> Your goal
In each of the items, change "Outline" to "Trace" and give all the lines back with nothing else altered, leaving out the pictures.

*** Exercise materials ***

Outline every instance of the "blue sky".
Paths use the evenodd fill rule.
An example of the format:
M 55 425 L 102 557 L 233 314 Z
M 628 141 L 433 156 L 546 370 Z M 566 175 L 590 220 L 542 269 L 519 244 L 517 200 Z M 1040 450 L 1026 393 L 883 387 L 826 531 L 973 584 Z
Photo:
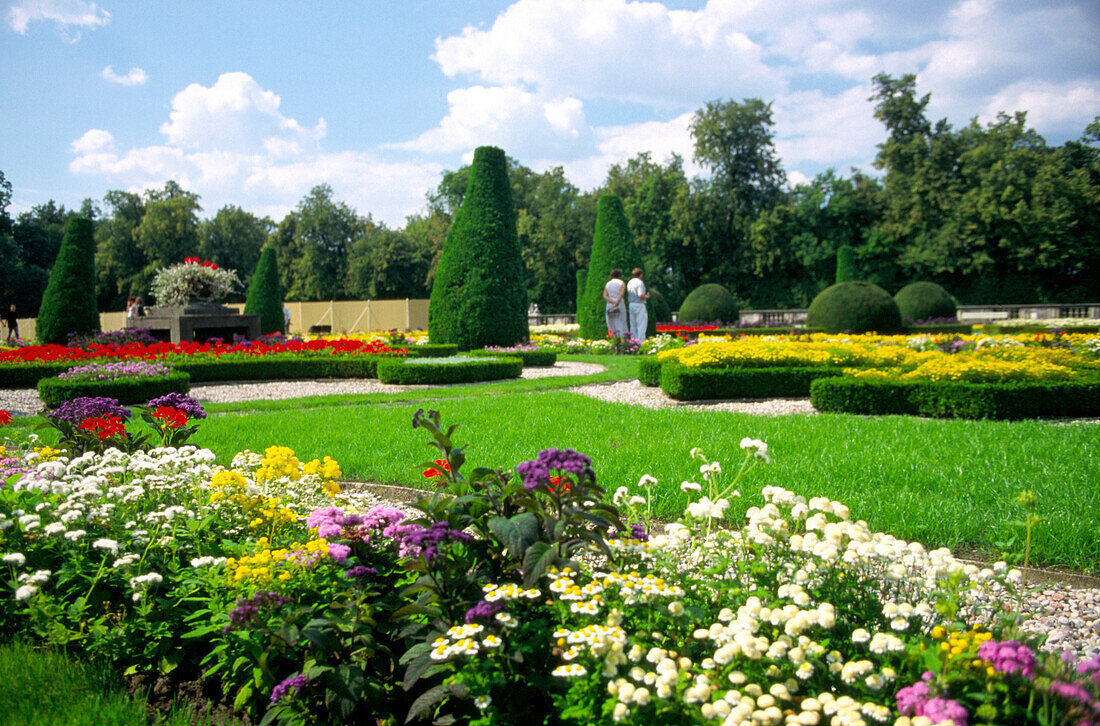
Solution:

***

> Complete output
Trace every instance of the "blue sky".
Paths use the evenodd fill rule.
An example of the format:
M 55 425 L 102 557 L 233 314 Z
M 628 141 L 433 156 L 546 370 Z M 566 175 L 590 220 L 542 269 L 519 244 L 517 200 Z M 1040 450 L 1026 393 L 883 387 L 826 531 L 973 584 Z
Photo:
Solution:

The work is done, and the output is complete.